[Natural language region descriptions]
== Segment start ==

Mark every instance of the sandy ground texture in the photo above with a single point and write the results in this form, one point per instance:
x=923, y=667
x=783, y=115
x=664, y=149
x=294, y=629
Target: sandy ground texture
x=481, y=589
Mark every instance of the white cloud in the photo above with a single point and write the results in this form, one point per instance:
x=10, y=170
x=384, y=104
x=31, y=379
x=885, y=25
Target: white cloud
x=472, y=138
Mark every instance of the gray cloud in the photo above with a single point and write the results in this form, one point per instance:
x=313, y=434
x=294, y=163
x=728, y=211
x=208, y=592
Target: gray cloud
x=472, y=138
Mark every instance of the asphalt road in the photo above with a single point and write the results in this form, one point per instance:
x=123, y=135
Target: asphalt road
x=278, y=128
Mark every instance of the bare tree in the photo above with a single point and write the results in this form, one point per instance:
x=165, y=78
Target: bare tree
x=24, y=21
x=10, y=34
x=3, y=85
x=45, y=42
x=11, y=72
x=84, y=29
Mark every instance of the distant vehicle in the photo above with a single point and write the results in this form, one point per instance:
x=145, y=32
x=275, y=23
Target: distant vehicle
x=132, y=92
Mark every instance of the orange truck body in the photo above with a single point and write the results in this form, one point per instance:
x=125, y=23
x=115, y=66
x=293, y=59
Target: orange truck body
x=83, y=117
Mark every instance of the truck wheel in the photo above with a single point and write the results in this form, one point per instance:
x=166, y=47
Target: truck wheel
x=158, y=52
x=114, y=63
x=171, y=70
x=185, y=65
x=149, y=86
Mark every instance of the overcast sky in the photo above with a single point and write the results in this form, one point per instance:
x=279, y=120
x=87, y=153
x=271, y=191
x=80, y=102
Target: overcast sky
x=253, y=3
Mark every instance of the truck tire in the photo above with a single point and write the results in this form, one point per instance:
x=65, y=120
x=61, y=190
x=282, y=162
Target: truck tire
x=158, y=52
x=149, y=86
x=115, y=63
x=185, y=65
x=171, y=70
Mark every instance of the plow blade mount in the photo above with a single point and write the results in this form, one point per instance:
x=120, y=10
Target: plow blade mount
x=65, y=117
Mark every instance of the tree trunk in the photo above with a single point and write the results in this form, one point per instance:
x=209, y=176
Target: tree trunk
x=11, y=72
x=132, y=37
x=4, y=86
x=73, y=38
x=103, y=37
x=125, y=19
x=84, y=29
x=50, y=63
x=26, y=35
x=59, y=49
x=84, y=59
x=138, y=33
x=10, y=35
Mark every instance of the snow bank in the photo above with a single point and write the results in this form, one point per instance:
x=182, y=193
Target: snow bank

== Segment end ==

The response has to match the data exactly, line for line.

Mark every instance of the sandy ground texture in the photo above with a single point and write the results in this form, one point per instance:
x=923, y=667
x=783, y=115
x=664, y=149
x=294, y=629
Target: sandy ground texture
x=481, y=589
Mark every instance of the white cloud in the photo above with a single point and write the results in this form, one point per instance:
x=10, y=170
x=384, y=104
x=31, y=379
x=885, y=25
Target: white cloud
x=472, y=138
Mark every instance of the gray cloud in the photo above with a single point and write the results in this form, one point per instance:
x=313, y=434
x=294, y=163
x=728, y=211
x=208, y=592
Target: gray cloud
x=472, y=138
Mark every instance of the asphalt road in the photo above with a single point and write the results in this form, one point per instance:
x=123, y=135
Target: asphalt road
x=278, y=128
Mark every instance of the bare tree in the photo above with a single point and write the results in this form, one point per instance:
x=165, y=78
Target: bare tree
x=24, y=21
x=10, y=34
x=3, y=85
x=45, y=42
x=11, y=72
x=84, y=29
Mark every instance of the distant vehicle in the photo above with a single point and write the results in this form, one point per instance:
x=145, y=32
x=275, y=23
Target: distant vehicle
x=132, y=92
Mark every instance of the orange truck body in the photo above with a single point and write the results in this form, one point per instance:
x=125, y=23
x=115, y=66
x=293, y=59
Target: orange truck body
x=83, y=117
Mark every instance of the truck wheel in the photo above with a single point and write the results in this form, one point per instance:
x=166, y=47
Target: truck wheel
x=158, y=52
x=114, y=63
x=171, y=70
x=185, y=65
x=149, y=86
Mark every instance of the overcast sky in the photo above with a single point and write the results in this form, one point per instance:
x=279, y=120
x=87, y=153
x=271, y=191
x=80, y=102
Target: overcast sky
x=253, y=3
Mark every instance of the truck tire in the photo above with a single point and write the results in this form, one point per instance:
x=65, y=120
x=61, y=190
x=282, y=162
Target: truck tire
x=158, y=52
x=149, y=86
x=115, y=63
x=185, y=65
x=171, y=70
Mark every instance of the plow blade mount in the photo above with a single point and write the results in this form, one point per instance:
x=120, y=10
Target: plow blade mount
x=65, y=117
Mark every instance of the tree trunk in the photo above with a single point and write the results in this form, one point per instance:
x=209, y=176
Target: tree trunk
x=11, y=72
x=132, y=37
x=4, y=86
x=73, y=38
x=103, y=37
x=125, y=19
x=84, y=29
x=50, y=63
x=26, y=35
x=59, y=49
x=84, y=59
x=138, y=33
x=10, y=35
Mark every instance of the snow bank in the photo above with a single point and write the results in this form, one point per instance:
x=182, y=193
Target: snow bank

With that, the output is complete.